Copy the lines of the material below word for word, beginning at the line that contains "Expected: one dot placed on each instance of the concrete" and stopping after the line that contains "point(586, 225)".

[Pointing dataset records]
┌────────

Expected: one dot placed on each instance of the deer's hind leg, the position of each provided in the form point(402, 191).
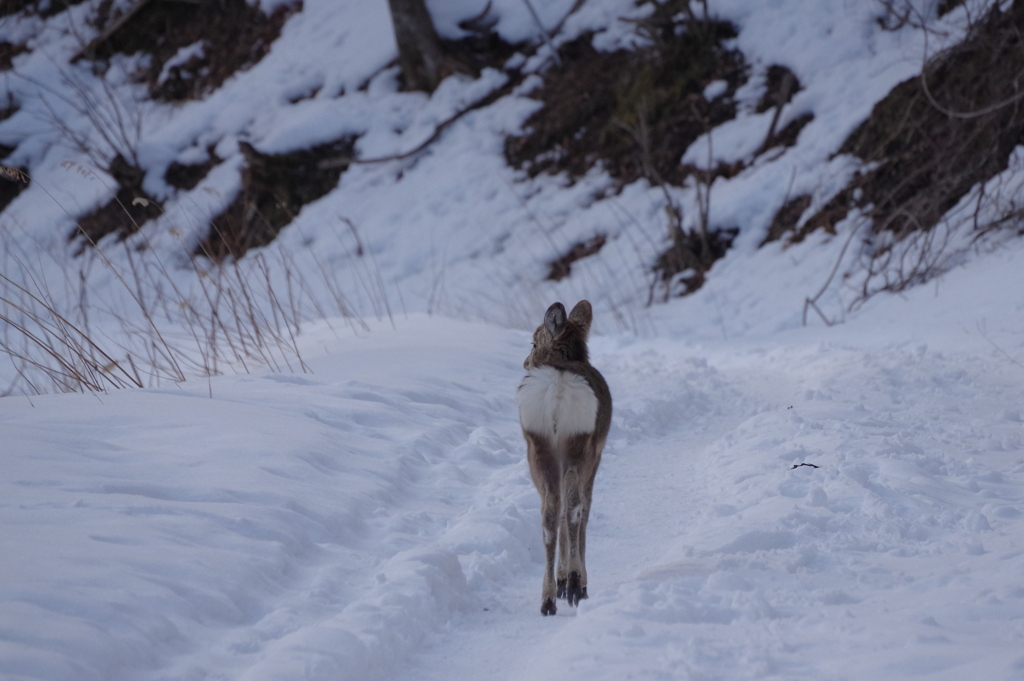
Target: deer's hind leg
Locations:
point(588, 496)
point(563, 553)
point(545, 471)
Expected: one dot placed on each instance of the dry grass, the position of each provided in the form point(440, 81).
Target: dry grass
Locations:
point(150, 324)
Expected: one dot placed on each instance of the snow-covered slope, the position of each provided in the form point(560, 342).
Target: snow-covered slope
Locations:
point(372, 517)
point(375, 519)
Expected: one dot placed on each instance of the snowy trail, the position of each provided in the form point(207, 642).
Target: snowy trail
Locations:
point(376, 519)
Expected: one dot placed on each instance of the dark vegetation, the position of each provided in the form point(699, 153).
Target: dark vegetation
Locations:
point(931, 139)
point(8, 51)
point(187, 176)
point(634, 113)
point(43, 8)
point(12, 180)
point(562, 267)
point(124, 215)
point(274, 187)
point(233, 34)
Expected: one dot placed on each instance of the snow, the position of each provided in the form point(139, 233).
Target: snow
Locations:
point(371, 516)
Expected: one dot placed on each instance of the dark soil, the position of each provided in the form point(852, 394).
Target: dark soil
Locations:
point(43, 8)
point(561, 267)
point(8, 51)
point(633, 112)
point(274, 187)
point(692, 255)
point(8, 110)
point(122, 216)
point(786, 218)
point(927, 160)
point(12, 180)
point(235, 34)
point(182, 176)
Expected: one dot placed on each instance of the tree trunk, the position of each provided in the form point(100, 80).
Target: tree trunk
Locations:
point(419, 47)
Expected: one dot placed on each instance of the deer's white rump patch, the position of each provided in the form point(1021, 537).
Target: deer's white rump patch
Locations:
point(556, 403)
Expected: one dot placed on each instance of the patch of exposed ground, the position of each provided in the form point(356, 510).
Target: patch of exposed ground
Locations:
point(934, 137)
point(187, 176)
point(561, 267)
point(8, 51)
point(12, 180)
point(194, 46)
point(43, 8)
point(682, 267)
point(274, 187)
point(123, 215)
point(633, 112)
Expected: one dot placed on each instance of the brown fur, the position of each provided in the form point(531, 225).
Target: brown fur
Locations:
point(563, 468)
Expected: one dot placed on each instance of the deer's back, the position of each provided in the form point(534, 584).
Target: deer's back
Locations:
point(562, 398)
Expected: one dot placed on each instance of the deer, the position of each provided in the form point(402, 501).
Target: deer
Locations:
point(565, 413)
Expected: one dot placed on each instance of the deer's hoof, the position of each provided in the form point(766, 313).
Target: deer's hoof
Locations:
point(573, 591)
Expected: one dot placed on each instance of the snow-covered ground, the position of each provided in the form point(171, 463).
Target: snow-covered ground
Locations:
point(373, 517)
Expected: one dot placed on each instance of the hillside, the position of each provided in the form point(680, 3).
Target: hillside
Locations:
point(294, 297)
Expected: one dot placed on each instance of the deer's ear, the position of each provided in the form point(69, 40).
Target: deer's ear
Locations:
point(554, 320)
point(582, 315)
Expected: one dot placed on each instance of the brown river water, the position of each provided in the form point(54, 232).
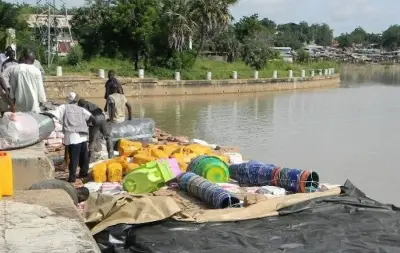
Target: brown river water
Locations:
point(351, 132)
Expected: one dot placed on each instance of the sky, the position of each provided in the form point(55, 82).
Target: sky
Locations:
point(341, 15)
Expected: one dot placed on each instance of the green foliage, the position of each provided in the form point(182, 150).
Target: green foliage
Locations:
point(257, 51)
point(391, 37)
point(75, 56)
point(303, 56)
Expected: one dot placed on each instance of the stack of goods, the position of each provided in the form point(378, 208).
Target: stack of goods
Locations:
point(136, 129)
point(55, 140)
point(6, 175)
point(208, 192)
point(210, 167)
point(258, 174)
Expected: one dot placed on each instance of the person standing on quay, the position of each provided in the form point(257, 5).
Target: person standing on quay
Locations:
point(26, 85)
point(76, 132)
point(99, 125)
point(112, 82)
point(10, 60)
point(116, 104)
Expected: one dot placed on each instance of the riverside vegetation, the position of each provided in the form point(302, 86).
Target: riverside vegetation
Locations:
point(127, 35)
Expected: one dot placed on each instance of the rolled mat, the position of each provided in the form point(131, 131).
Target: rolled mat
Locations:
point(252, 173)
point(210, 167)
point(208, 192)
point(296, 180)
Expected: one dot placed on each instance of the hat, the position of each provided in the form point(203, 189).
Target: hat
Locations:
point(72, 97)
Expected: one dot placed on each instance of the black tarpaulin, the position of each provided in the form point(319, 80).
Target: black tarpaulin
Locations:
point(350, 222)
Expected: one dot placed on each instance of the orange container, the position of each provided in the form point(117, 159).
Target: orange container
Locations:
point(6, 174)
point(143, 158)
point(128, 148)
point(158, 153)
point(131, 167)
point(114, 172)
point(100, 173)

└────────
┌────────

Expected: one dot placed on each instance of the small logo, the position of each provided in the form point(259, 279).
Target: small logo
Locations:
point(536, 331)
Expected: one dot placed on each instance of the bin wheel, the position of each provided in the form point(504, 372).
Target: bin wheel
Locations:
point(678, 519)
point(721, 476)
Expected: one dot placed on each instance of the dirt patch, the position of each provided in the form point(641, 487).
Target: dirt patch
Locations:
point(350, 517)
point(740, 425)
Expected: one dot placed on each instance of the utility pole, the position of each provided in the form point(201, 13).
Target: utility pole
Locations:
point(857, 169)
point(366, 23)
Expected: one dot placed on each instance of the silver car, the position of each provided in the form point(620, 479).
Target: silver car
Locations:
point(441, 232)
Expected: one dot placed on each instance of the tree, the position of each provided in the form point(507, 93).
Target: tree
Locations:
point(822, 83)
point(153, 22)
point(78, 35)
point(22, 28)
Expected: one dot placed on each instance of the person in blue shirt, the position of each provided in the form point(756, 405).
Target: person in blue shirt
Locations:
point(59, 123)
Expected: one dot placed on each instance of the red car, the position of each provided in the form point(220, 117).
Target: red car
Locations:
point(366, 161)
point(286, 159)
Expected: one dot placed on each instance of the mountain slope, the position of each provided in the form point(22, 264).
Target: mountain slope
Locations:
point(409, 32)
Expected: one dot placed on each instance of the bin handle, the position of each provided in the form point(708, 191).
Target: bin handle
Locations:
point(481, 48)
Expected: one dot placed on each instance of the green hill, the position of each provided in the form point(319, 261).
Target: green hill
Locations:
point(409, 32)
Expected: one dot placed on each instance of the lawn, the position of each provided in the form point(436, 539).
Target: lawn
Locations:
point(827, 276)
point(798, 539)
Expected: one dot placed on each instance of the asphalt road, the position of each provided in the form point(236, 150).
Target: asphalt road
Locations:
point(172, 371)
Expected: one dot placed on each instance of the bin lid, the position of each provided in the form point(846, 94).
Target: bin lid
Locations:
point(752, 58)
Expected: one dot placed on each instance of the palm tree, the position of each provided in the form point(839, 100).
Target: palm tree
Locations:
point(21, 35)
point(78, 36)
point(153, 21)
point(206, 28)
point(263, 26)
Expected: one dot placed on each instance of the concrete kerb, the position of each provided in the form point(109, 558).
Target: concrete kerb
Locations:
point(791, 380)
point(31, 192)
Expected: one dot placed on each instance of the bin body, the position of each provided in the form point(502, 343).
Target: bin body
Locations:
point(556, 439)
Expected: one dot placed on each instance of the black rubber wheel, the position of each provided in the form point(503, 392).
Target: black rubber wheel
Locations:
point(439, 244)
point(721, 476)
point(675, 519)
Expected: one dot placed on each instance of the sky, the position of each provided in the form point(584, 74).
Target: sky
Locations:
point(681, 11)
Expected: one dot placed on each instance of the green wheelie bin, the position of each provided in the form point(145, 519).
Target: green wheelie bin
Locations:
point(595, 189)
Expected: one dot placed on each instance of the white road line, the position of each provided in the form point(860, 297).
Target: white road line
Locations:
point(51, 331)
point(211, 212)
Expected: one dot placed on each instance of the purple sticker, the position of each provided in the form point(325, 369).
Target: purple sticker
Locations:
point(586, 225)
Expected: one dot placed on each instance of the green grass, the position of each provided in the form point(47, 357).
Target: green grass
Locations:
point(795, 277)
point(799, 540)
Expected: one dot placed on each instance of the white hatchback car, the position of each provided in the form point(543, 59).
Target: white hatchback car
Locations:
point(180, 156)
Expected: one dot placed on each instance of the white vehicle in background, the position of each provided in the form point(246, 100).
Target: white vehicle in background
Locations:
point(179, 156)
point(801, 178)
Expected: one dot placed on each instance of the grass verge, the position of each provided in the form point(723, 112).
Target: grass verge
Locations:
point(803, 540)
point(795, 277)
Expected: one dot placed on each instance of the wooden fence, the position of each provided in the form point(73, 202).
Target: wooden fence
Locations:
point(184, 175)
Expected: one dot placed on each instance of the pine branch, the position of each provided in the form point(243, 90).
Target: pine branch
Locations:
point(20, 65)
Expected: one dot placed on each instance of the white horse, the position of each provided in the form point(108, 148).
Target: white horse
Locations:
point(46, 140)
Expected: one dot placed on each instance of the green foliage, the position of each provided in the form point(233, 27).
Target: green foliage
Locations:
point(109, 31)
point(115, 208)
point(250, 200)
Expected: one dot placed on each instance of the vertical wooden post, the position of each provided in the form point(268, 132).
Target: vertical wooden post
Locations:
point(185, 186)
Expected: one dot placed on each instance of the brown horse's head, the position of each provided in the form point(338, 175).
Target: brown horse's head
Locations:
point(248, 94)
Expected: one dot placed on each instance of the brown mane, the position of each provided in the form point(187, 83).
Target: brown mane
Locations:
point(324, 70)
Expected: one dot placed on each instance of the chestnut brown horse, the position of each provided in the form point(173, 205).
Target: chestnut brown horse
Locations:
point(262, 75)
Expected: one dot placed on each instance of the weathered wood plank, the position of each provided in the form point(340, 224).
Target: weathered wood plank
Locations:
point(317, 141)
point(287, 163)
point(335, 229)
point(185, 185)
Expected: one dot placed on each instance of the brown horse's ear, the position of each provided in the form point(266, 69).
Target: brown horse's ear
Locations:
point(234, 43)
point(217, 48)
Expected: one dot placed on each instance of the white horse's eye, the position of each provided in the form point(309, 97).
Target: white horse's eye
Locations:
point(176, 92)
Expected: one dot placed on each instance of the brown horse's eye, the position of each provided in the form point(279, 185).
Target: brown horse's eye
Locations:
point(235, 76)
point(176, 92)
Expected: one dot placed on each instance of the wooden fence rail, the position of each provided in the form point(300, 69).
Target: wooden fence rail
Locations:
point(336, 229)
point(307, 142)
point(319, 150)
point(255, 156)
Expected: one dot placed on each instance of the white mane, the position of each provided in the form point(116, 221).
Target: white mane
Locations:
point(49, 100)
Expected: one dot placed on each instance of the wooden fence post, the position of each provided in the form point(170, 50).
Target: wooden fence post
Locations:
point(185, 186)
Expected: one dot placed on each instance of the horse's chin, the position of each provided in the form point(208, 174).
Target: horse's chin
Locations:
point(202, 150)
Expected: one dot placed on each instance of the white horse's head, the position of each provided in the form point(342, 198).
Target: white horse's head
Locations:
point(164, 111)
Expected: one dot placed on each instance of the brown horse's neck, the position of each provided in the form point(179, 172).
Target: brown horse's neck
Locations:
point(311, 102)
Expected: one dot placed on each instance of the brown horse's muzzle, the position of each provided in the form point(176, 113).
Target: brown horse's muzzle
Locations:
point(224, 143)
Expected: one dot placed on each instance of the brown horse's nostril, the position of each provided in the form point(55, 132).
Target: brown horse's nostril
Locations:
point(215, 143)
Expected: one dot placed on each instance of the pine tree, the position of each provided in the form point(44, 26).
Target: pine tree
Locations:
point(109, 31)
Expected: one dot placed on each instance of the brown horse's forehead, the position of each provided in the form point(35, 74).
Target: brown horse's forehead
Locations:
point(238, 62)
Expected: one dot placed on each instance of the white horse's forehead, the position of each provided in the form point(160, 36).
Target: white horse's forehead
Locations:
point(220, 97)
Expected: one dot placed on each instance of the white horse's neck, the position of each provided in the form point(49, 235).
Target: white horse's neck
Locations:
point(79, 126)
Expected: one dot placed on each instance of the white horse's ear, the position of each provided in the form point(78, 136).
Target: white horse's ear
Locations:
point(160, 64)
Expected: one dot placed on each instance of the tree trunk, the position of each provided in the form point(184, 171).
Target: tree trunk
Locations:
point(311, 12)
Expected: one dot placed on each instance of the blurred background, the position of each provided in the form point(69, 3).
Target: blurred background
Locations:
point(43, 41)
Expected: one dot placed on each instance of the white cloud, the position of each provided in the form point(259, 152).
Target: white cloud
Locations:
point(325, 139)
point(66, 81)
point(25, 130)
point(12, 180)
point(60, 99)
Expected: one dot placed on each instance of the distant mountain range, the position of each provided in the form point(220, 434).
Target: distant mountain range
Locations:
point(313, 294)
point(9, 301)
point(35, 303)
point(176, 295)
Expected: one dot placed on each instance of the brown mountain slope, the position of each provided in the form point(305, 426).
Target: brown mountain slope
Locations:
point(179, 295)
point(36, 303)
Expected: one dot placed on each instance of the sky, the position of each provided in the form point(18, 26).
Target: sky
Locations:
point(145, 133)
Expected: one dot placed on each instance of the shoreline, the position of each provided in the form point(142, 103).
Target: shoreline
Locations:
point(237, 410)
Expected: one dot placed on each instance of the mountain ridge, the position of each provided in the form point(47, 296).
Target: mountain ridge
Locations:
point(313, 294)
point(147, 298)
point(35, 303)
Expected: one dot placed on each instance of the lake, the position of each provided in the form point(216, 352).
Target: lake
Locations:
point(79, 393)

└────────

_Result for this task_:
Expected: one dot placed on each instance of the concrete kerb, the position of each provided in the form point(109, 558).
Target: concrete kerb
Locations:
point(791, 380)
point(31, 192)
Expected: one dot placed on each instance of the bin body, the position of each provided in the form point(502, 343).
Target: bin body
Locations:
point(556, 439)
Expected: one dot placed on each instance of the black rubber wheel, the position of each provided in the form point(503, 392).
Target: black rubber wheel
Locations:
point(439, 244)
point(721, 476)
point(675, 519)
Expected: one dot placed on each instance of the sky, the position of each provided in the form point(584, 74).
Target: sky
Locations:
point(681, 11)
Expected: one dot placed on each instance of the green wheelie bin, the position of each provided in the form point(145, 519).
Target: green wheelie bin
Locations:
point(595, 189)
Expected: one dot placed on each instance of the white road line, the position of each provided in the form point(860, 297).
Target: white road line
Locations:
point(51, 331)
point(211, 212)
Expected: one dot placed on each instance of the purple sticker, the position of each provided in the form point(325, 369).
Target: purple sticker
Locations:
point(586, 225)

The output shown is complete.